§ Given instruction:
Count the lines in the data below that contain the string "shoulder". Case matters, and your reply should be only the number.

§ Recorded information:
■ ■ ■ ■ ■

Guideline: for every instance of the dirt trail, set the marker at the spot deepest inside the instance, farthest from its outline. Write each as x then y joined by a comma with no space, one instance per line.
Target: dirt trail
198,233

■ ■ ■ ■ ■

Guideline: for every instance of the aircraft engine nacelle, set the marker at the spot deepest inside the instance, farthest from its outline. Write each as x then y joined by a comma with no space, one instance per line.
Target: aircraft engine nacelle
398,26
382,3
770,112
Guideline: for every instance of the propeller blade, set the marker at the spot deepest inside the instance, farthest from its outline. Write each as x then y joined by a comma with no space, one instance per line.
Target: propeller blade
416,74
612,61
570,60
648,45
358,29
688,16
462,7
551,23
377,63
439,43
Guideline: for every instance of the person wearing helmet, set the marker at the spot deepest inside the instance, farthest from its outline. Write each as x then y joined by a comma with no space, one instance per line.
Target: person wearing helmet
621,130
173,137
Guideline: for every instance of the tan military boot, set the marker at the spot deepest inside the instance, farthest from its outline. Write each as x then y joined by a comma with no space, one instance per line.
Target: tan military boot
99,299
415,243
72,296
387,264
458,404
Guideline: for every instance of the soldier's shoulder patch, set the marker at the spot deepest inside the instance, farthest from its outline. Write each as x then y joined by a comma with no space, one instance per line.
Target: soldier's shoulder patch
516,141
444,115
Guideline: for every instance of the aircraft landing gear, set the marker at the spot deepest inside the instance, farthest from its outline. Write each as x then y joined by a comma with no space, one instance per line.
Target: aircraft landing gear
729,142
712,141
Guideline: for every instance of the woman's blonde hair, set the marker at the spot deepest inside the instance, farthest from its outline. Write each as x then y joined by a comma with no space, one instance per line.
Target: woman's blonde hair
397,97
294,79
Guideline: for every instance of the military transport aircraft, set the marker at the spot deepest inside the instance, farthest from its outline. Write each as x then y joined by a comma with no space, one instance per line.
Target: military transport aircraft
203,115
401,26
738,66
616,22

■ ■ ■ ■ ■

§ Finished task:
2